Set problem ->
Which lines in the material below contain the word "surface"? Copy each of them.

Stored records ->
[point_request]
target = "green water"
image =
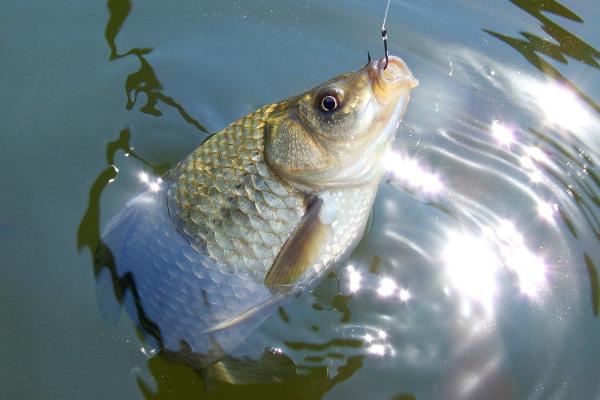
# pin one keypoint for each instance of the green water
(487, 288)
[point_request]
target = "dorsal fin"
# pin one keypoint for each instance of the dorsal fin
(301, 249)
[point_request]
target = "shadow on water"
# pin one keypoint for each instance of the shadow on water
(567, 45)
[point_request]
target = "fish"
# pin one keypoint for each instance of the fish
(258, 213)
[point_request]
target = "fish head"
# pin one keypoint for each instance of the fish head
(336, 134)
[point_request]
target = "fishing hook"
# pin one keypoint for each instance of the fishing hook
(384, 35)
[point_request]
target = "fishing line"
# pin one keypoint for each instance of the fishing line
(384, 34)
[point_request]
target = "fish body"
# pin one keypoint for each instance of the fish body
(258, 212)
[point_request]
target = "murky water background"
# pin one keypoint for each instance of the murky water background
(479, 278)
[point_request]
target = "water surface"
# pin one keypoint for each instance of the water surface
(479, 277)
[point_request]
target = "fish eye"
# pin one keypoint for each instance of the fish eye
(329, 101)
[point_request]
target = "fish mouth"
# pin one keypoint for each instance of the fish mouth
(388, 76)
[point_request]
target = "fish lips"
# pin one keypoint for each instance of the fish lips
(390, 78)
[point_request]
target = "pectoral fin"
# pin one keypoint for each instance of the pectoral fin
(300, 251)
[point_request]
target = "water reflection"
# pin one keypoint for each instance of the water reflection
(533, 47)
(473, 285)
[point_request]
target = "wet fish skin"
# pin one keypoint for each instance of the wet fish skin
(260, 210)
(243, 193)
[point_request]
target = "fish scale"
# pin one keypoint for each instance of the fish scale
(226, 201)
(253, 216)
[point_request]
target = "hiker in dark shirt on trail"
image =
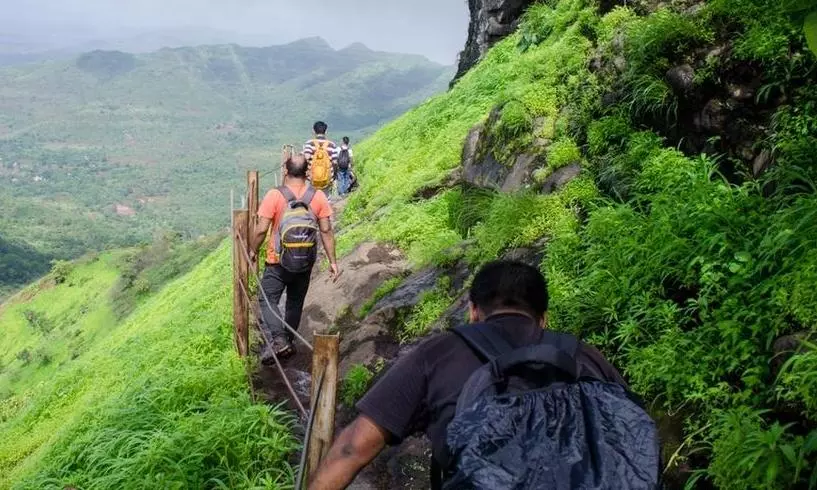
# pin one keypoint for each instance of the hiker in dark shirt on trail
(420, 394)
(280, 275)
(344, 174)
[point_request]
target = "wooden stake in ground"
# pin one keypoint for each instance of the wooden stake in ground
(252, 203)
(240, 283)
(324, 365)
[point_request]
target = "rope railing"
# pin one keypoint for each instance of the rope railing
(278, 363)
(320, 418)
(277, 315)
(299, 481)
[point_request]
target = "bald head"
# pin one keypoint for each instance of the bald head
(296, 166)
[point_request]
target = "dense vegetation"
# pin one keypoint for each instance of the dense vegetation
(687, 262)
(105, 150)
(158, 399)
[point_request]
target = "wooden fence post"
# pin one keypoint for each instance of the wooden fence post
(252, 204)
(324, 363)
(252, 198)
(241, 310)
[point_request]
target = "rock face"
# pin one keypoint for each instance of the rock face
(561, 177)
(491, 20)
(481, 166)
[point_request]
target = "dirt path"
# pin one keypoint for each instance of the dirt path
(336, 306)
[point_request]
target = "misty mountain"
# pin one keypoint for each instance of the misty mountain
(108, 147)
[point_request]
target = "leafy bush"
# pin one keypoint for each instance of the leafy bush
(514, 121)
(38, 321)
(61, 270)
(750, 454)
(562, 153)
(355, 384)
(797, 381)
(381, 292)
(432, 304)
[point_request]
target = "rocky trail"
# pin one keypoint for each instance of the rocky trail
(371, 339)
(336, 307)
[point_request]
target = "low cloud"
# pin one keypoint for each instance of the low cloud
(436, 29)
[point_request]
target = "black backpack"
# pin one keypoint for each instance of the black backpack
(526, 420)
(296, 240)
(344, 160)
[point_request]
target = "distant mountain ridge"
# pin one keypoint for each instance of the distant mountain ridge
(88, 141)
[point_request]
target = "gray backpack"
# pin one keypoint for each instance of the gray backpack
(296, 242)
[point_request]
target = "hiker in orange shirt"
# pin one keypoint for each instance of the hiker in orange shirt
(292, 216)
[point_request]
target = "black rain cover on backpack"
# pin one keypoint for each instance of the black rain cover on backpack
(525, 420)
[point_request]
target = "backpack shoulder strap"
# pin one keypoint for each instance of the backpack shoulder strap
(562, 341)
(483, 340)
(309, 194)
(288, 195)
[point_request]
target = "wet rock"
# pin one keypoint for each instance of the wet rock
(740, 92)
(561, 177)
(453, 179)
(469, 150)
(761, 162)
(491, 21)
(671, 434)
(620, 63)
(520, 173)
(364, 270)
(407, 467)
(531, 255)
(785, 347)
(681, 78)
(405, 296)
(480, 167)
(713, 117)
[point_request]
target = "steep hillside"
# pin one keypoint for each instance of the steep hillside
(660, 155)
(107, 148)
(156, 400)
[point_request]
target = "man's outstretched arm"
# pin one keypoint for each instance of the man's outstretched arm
(356, 447)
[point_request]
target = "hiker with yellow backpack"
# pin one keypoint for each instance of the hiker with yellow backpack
(322, 155)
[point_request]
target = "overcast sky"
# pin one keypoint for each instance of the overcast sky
(435, 28)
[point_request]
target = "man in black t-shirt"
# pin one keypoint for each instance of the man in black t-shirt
(419, 393)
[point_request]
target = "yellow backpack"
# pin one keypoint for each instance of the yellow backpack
(321, 165)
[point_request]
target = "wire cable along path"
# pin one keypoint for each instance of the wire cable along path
(320, 418)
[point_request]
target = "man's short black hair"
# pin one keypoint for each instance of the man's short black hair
(509, 285)
(320, 127)
(296, 166)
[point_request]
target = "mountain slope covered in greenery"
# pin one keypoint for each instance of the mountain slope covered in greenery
(108, 148)
(156, 399)
(684, 249)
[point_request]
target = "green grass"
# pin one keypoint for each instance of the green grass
(355, 384)
(157, 400)
(432, 304)
(682, 278)
(164, 133)
(381, 292)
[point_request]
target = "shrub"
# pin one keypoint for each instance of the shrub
(61, 270)
(432, 304)
(562, 153)
(355, 384)
(381, 292)
(515, 121)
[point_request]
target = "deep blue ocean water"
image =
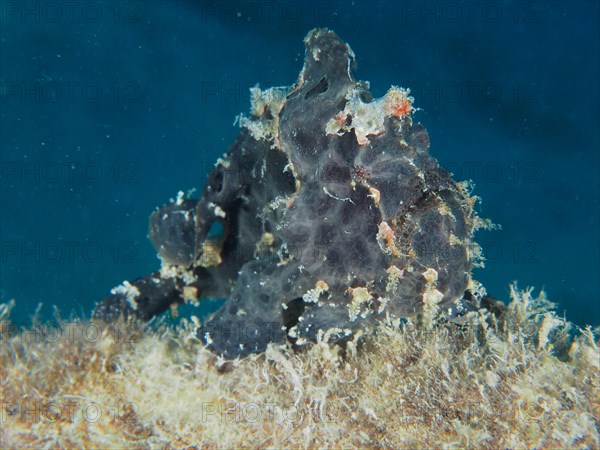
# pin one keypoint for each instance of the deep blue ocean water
(108, 109)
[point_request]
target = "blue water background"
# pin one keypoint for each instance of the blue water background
(108, 109)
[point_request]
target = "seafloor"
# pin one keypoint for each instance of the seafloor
(516, 377)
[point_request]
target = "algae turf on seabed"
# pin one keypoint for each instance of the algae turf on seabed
(519, 377)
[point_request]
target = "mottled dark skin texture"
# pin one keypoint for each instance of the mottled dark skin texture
(322, 231)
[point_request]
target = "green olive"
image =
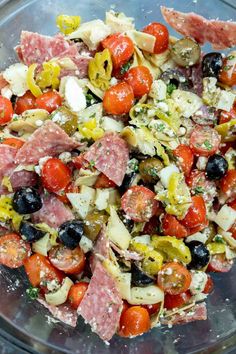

Output of the exercise ->
target = "water surface"
# pin one keypoint for each instance of the water surface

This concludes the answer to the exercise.